***** Source data

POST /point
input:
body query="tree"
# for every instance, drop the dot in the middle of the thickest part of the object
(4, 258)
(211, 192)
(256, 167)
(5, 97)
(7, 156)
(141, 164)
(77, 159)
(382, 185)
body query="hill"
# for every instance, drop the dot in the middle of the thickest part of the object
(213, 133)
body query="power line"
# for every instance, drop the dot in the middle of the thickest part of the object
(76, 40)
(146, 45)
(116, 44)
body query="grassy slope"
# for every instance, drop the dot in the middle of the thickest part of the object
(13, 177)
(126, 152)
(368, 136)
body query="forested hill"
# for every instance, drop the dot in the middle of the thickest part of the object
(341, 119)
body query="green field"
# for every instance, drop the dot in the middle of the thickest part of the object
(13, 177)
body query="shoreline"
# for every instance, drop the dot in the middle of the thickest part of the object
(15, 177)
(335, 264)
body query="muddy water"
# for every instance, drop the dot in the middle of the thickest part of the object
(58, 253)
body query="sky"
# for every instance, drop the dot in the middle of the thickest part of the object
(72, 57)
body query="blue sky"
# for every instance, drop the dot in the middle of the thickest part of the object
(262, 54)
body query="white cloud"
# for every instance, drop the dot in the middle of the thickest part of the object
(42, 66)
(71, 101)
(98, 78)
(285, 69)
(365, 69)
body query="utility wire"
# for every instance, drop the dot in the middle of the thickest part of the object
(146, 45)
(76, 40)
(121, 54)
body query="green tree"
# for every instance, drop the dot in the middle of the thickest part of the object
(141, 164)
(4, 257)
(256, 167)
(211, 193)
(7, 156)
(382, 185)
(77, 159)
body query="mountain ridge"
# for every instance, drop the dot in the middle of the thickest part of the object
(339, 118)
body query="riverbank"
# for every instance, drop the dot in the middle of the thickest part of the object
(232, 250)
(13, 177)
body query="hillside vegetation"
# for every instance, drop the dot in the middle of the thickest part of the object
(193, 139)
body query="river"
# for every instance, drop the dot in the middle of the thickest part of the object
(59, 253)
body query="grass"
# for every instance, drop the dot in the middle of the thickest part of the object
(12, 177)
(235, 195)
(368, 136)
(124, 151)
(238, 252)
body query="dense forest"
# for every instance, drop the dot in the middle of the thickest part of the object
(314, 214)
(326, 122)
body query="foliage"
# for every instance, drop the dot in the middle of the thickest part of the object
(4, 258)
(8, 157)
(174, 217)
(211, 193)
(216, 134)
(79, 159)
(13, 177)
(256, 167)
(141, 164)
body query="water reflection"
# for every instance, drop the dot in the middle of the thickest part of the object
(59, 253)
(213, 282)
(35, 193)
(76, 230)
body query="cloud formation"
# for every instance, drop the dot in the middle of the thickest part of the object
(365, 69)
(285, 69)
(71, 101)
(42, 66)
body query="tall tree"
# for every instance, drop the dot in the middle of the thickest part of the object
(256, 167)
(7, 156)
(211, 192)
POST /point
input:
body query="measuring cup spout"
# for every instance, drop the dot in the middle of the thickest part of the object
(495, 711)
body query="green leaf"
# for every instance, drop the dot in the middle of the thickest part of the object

**********

* _Exercise prompt_:
List every line from the rows above that contains the word "tree", copying each line in full.

* _Response_:
body query="tree"
body query="green tree"
body query="tall tree"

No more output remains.